• _Your objective_
Write out precisely the lines beginning with the line that contains "boy's face, and" and ending with the last line of the entries, and no other lines.

* BEGIN Provided information *

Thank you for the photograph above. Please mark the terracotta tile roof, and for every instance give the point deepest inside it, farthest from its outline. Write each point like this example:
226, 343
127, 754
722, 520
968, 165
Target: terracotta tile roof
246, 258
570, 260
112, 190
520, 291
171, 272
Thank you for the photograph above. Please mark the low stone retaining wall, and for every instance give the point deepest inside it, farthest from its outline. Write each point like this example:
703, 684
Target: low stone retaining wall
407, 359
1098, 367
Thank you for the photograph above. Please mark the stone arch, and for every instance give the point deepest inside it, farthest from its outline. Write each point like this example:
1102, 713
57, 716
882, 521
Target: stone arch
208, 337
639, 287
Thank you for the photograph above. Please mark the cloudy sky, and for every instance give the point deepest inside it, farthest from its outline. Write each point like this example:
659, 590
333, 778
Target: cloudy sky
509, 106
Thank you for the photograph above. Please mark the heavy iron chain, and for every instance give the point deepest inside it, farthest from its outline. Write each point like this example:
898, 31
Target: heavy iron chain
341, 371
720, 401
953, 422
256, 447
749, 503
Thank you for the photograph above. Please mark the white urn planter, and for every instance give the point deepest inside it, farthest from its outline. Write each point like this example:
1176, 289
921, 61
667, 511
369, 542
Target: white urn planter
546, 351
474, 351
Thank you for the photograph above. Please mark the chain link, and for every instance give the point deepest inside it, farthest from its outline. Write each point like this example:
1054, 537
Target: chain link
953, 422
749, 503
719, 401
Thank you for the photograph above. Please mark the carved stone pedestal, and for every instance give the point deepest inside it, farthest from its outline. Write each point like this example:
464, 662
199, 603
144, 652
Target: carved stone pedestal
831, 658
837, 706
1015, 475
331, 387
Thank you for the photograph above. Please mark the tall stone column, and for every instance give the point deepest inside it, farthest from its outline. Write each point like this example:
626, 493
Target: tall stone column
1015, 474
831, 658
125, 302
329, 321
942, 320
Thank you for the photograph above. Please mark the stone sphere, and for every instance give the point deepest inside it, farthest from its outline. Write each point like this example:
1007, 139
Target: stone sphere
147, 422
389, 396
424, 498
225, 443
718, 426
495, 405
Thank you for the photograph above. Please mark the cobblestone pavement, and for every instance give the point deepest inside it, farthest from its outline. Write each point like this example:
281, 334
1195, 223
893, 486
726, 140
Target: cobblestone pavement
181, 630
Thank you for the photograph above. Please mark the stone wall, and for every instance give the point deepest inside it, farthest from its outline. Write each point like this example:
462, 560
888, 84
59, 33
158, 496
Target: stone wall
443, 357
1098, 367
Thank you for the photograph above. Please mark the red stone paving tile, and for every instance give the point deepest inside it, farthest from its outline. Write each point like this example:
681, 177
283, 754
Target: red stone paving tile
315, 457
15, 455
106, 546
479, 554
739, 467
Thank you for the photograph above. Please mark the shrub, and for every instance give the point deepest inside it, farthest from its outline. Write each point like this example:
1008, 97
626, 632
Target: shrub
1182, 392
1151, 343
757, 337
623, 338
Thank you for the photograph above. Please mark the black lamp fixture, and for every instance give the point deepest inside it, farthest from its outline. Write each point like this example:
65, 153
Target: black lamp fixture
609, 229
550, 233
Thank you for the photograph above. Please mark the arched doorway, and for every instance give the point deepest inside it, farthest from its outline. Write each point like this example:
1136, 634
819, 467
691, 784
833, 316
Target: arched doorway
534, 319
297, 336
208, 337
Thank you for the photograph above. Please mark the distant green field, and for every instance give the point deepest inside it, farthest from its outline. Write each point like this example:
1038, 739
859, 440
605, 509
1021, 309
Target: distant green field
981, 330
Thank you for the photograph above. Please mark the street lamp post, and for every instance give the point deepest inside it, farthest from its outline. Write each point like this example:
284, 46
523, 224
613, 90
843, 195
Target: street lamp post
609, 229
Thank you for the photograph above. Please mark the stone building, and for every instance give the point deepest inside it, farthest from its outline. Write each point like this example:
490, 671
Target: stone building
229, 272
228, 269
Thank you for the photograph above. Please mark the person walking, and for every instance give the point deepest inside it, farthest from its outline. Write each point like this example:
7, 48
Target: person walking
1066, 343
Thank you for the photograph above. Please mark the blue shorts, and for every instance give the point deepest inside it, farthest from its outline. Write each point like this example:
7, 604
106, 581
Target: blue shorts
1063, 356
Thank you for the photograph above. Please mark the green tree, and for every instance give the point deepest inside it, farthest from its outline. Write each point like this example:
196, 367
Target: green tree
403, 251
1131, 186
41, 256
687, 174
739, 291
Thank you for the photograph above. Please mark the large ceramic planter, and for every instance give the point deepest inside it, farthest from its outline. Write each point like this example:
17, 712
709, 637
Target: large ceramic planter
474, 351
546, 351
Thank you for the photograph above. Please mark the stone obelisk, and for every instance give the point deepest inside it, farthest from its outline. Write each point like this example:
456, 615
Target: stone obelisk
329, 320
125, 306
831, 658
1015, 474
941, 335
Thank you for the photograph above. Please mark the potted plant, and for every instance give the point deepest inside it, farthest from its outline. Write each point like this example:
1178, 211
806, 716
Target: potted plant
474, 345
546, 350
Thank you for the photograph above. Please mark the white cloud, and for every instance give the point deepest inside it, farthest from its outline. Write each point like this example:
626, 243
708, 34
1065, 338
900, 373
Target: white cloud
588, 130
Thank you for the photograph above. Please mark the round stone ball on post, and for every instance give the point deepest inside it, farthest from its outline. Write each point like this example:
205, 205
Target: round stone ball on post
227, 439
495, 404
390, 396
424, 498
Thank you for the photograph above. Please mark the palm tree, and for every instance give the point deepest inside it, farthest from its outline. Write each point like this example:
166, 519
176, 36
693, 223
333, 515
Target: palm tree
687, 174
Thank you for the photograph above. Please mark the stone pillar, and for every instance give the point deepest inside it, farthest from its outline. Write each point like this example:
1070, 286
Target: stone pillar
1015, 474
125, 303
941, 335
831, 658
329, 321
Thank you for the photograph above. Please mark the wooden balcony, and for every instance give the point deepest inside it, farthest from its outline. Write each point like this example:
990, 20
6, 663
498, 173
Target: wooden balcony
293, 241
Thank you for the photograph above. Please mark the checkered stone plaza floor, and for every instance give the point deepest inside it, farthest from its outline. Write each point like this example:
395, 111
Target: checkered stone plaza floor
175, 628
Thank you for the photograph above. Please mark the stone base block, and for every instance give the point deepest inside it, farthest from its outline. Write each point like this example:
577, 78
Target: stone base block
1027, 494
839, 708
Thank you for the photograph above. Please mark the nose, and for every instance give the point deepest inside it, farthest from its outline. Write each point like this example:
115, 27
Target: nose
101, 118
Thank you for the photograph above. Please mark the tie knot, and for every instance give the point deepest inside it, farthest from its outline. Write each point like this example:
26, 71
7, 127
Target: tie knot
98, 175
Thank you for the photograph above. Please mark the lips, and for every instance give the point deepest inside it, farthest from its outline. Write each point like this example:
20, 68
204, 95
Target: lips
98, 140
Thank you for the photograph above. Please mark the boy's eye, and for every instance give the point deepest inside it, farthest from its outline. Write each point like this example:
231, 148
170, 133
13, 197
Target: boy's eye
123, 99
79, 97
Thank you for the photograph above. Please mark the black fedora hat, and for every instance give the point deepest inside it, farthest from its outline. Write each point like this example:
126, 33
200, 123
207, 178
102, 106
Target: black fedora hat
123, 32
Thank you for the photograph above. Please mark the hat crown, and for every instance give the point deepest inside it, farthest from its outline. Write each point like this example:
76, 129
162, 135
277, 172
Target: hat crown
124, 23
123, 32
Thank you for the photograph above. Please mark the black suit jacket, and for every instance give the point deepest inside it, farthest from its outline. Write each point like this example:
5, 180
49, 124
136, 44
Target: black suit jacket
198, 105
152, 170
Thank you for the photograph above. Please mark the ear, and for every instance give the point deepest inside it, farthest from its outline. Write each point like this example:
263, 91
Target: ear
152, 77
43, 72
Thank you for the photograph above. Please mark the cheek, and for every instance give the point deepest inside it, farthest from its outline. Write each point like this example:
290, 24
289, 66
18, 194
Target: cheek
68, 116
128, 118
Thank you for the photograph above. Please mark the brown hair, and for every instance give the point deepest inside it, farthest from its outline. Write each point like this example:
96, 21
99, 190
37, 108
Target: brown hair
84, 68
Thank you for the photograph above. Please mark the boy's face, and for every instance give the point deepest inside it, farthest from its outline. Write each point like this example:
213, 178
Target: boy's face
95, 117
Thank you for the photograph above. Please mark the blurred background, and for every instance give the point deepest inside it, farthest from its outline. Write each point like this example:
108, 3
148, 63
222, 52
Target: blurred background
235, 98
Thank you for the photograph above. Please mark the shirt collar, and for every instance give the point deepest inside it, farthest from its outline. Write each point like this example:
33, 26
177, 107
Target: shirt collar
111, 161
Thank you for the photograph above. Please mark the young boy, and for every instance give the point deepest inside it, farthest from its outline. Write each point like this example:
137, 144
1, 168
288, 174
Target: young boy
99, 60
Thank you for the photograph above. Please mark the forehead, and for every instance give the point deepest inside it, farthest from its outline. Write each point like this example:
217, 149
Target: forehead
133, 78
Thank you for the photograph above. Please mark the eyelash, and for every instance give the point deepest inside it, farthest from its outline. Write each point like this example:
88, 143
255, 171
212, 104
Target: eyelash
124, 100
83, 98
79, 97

* END Provided information *

• _Solution for this exercise_
Thank you for the photograph above. Please mark the boy's face, and for every instance give the point deepest inside it, farthest from its outline. Write each point like this example:
213, 178
Target: boy's face
95, 117
Thank you for the photograph above. Please mark the blurred background, and for every instance give the point deepest inside it, farthest from its outline. Write each point like this example:
108, 3
148, 63
222, 52
Target: blurred background
235, 98
Thank you for the photograph above. Please mark the shirt collar, and for every instance give the point deepest inside it, farthest from its outline. Write each point like this example:
33, 26
177, 107
Target: shirt collar
111, 161
Thank you for the photograph above. Please mark the young boy, and for every instance give the point deepest inside it, farthest from its outline. Write each point like this example:
137, 144
1, 168
288, 174
Target: young boy
99, 60
Thank you for the photograph above. Please mark the forehead, and for every instance give the point deepest inside it, farthest from its outline. Write each point like this example:
217, 149
Target: forehead
133, 78
Thank you for the photograph above. Please mark the eyelash, and for every instance give the point deepest inside it, farthest from its outline. Write each point like this example:
88, 143
255, 171
212, 104
Target: eyelash
124, 100
83, 98
79, 97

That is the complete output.